▶ _Excerpt to read_:
____
Glasgow-born author Sarah Moss’s seventh novel Summerwater sprang out of a rain-soaked holiday on a lochside chalet park in The Trossachs.
“I don’t name the location exactly but I think Scottish readers will know where it is,” she tells P.S. “It is a place I have been back to all my life. I wanted to go back to various Scottish places and share them with my children and one of them was The Trossachs.
“I have taken them before but they were much younger. So we did go back recently, but it rained really hard for the entire holiday.
“I kept thinking someone should write a novel and wondering why there weren’t more set on campsites and caravan and holiday parks. It was an obvious thing to do.”
Sarah, a runner, recently moved to Ireland where she teaches creative writing at the University of Dublin. She penned Summerwater before the Covid-19 outbreak but she admits the book, which opens with a mum jogging in the deluge as her husband and kids sleep, raises questions pertinent to the pandemic.
The plot unfolds over the course of one bleak day, when a partying family cause tensions on site to rise. “Something bad happens,” the author reveals.
“What fascinated me was all these different people being forced into a relationship with each other. On a campsite or a caravan park, you are sort of forced into neighbourhood.
“I was thinking quite a lot about neighbours, because during the pandemic neighbours became important in a way they hadn’t before.
“The question is, if your neighbours have a loud party, do you take a bottle, go round and join in or do you react with rage? My natural instinct is rage. I like to get up early and run a long way and I have a life that requires a certain amount of peace and quiet.
“But I began to think a bit more about the politics of that; what is it about other people having fun that makes you angry? During lockdown that question acquired a particular depth. One of the book’s questions is exactly that.
____
▶ _Records_:
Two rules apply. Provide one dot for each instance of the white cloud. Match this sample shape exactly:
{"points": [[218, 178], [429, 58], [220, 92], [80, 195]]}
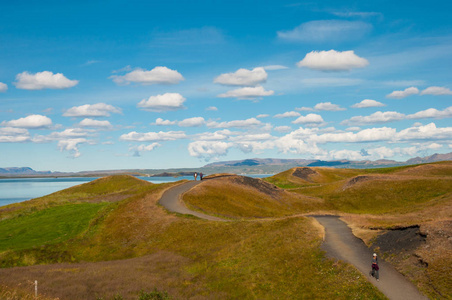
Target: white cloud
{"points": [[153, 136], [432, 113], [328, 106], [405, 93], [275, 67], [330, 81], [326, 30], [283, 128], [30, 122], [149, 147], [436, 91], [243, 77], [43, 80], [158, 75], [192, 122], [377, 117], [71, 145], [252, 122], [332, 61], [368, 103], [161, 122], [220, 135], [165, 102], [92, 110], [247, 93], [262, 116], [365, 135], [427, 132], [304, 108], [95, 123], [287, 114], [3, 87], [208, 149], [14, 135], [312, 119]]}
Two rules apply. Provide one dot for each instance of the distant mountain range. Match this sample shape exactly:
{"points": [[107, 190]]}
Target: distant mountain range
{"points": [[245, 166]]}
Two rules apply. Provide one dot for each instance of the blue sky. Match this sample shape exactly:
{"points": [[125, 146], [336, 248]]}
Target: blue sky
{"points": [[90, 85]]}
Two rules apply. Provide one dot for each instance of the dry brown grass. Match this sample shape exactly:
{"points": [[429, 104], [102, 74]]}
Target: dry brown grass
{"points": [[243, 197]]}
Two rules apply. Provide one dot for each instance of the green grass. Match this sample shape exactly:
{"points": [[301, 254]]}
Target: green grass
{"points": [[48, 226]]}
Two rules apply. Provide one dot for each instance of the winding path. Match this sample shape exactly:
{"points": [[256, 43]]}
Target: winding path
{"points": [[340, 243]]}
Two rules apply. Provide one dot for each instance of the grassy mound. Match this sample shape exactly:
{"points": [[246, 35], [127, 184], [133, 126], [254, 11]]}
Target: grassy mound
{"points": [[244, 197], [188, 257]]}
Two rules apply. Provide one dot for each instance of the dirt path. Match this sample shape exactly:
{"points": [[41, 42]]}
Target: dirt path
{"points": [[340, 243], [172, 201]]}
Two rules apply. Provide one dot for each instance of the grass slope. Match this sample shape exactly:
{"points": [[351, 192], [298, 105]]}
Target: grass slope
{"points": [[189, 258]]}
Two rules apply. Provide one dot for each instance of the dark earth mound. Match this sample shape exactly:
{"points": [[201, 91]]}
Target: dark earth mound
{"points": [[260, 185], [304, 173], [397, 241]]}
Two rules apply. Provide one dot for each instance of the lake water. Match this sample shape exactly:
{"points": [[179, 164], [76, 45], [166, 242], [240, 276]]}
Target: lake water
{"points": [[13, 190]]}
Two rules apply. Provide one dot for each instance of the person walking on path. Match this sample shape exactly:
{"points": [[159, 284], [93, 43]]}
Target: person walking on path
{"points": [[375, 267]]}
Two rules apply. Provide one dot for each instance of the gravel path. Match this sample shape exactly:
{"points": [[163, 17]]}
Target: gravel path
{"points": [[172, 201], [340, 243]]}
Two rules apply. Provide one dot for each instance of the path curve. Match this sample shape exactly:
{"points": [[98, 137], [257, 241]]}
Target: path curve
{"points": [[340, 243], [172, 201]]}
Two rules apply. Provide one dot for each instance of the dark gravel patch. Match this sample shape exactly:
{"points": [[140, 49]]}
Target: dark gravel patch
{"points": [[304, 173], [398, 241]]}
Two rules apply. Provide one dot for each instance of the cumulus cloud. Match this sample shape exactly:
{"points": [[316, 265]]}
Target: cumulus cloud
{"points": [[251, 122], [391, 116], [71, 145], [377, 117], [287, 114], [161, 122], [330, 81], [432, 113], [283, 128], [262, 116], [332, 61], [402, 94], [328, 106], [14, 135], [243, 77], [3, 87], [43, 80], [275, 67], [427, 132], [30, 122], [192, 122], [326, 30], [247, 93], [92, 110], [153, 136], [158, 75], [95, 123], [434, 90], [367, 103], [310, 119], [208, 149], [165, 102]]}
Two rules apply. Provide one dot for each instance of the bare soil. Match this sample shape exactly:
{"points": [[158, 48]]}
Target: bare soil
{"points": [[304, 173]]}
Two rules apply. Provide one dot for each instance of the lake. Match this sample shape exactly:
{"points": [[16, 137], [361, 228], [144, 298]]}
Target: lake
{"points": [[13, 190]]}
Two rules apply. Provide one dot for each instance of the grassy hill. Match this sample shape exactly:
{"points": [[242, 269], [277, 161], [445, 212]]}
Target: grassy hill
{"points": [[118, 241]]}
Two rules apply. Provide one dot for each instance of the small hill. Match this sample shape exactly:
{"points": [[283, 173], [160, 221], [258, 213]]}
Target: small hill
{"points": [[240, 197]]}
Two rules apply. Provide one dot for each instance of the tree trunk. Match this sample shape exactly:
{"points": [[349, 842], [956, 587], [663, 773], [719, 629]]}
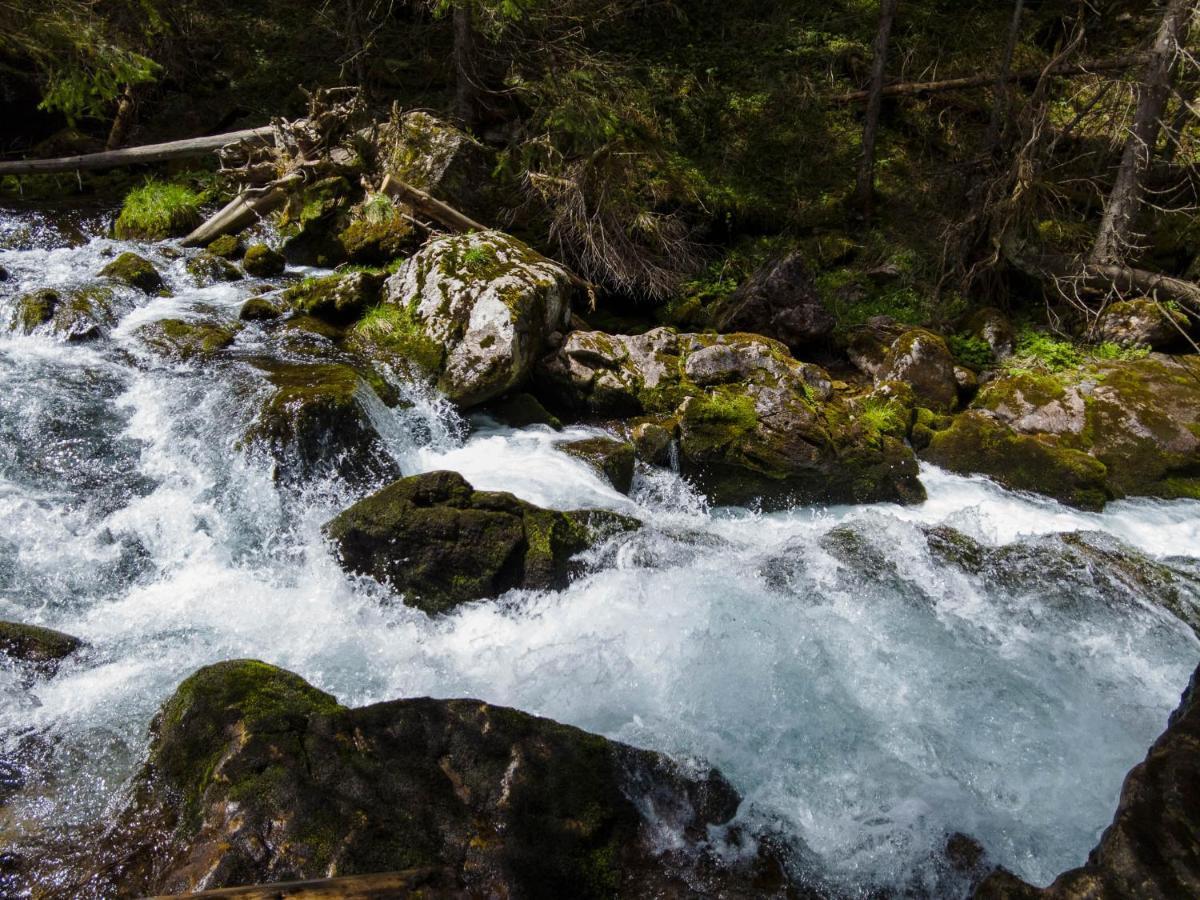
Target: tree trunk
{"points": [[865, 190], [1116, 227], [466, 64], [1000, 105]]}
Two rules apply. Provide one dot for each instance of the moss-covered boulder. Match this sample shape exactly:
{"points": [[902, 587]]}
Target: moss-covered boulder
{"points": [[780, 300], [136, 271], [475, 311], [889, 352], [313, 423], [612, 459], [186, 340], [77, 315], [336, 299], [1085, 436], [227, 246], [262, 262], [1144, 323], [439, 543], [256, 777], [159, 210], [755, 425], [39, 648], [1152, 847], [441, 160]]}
____
▶ _Required action 1_: From the interview about Summerwater, list every kind of holiday site that it mentions.
▶ _Required action 2_: According to the interview about Summerwater, where does Sarah Moss teach creative writing?
▶ _Required action 3_: Carry on the interview about Summerwater, starting after its last sentence.

▶ _Expected output 1_: chalet park, campsite, caravan park, holiday park

▶ _Expected output 2_: At the University of Dublin.

▶ _Expected output 3_:
“But I changed my own response. I began to think how nice it is to hear people having fun with others instead of lying awake thinking ‘I can’t bear this noise’.”
It is not the first time that the country of Moss’s birth has made its way into her work, which has been repeatedly shortlisted for the Wellcome Book Prize as well as being longlisted for the 2019 Women’s Prize (Ghostwall).
She says: “Scotland informs my books quite a lot. We always had relatives in Glasgow on my father’s side, so we came back to visit from time to time.
“My mother claims I learned to walk on the shores of Loch Lomond and I learned to swim there.
“I was photographed in a newspaper in the loch in 1976 – the year after I was born.”
Sarah, who should have been at this summer’s Edinburgh International Book Festival – one of the many Covid cancellations – does not recommend “emigrating in the middle of a pandemic” to Dun Laoghaire, but loves her new “European life by the sea”.
Still, she confesses: “I would have loved to come back to Scotland. But there weren’t any jobs of the right dimensions at the right time.
“I am very happy to be in Ireland but I would be happy to live in Scotland at some point.”